## Instructions for the task
Restate the entries below exactly. Images are not part of the copy.

Records for processing: Begin

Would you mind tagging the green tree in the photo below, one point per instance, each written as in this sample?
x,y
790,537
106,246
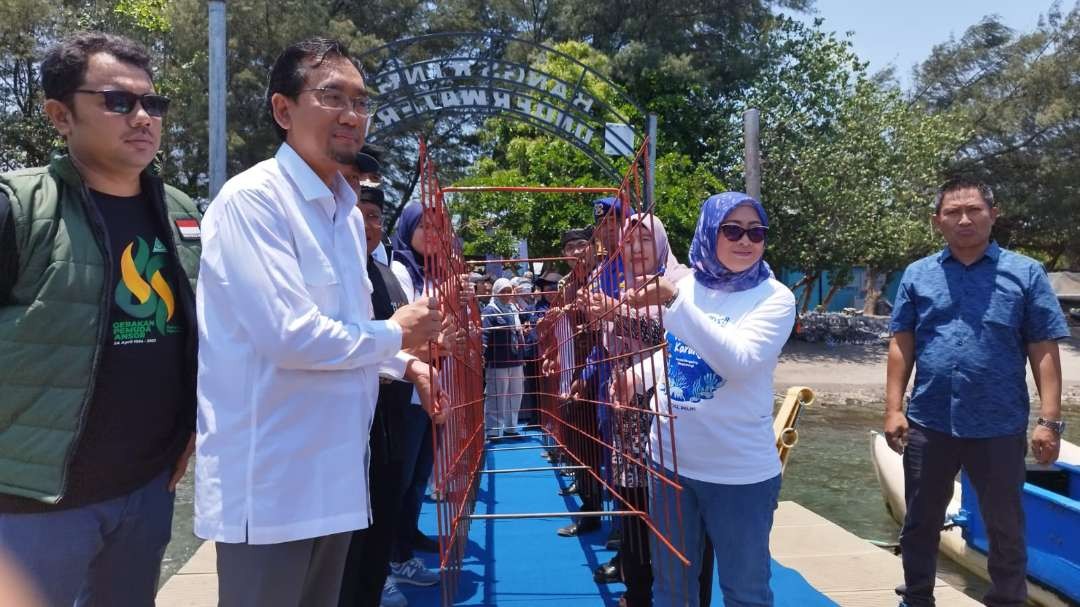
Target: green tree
x,y
1020,99
849,166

Records for processing: End

## Response area
Would you mind tagging the green tree in the photo below, one point per instance, each written as in this sample?
x,y
790,537
106,246
Target: green tree
x,y
1020,99
849,166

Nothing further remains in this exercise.